▶ _PASSAGE GIVEN_:
◇ ◇ ◇ ◇ ◇

Jordan Tama is a nonresident senior fellow of public opinion and foreign policy at the Chicago Council on Global Affairs. He’s a professor in the Department of Foreign Policy and Global Security at American University and a principal at Bridging the Gap.

Tama’s research examines the politics and process of US foreign policy, including public and elite opinion, the role of Congress, partisan polarization and bipartisanship, the use of economic sanctions, and national security strategy. His publications include five books: Bipartisanship and US Foreign Policy: Cooperation in a Polarized Age; Polarization and US Foreign Policy: When Politics Crosses the Water’s Edge (co-edited with Gordon Friedrichs); Rivals for Power: Presidential-Congressional Relations, Sixth Edition (co-edited with James A. Thurber); Terrorism and National Security Reform: How Commissions Can Drive Change During Crises; and A Creative Tension: The Foreign Policy Roles of the President and Congress (co-authored with Lee H. Hamilton). He has also authored numerous journal articles, book chapters, policy reports, and articles in major newspapers and policy magazines.

◇ ◇ ◇ ◇ ◇

[Excerpts of location labeling data]

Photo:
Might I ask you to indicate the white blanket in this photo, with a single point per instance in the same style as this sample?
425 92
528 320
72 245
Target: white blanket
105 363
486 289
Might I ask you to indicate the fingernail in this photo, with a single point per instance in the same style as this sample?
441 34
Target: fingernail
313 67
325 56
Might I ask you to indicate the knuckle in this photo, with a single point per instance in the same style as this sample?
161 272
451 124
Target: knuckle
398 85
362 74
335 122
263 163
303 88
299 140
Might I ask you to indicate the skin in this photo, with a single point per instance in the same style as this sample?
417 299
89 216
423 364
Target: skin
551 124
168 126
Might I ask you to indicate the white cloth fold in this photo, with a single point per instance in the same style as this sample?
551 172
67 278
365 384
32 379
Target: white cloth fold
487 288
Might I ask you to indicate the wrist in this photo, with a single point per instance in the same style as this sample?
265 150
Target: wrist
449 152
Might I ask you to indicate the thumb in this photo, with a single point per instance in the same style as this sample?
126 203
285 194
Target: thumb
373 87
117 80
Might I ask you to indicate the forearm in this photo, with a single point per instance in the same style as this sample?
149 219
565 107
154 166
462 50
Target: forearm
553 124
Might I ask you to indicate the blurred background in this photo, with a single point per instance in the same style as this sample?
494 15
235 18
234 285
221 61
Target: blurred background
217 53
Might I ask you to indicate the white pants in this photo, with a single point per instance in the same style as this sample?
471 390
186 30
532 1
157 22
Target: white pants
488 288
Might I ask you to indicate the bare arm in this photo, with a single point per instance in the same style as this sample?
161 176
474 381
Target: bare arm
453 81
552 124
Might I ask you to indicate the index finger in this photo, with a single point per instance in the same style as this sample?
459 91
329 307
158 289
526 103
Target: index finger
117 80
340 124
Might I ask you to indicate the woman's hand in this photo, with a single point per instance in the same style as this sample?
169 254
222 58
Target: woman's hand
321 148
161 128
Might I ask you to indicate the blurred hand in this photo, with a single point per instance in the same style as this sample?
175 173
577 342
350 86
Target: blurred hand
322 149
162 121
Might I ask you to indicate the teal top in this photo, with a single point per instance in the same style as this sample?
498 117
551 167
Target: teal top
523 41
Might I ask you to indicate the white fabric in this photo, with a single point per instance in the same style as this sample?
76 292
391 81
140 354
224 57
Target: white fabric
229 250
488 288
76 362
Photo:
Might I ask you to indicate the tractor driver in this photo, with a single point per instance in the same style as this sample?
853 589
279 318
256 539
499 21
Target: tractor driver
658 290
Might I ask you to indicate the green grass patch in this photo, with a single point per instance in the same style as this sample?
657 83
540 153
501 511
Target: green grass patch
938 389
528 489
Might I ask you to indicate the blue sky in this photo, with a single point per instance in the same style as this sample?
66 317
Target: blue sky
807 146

◇ ◇ ◇ ◇ ◇

▶ _GIVEN REQUEST_: Please state which department at American University Jordan Tama teaches in, according to the biography of him.

▶ _TASK ANSWER_: The Department of Foreign Policy and Global Security.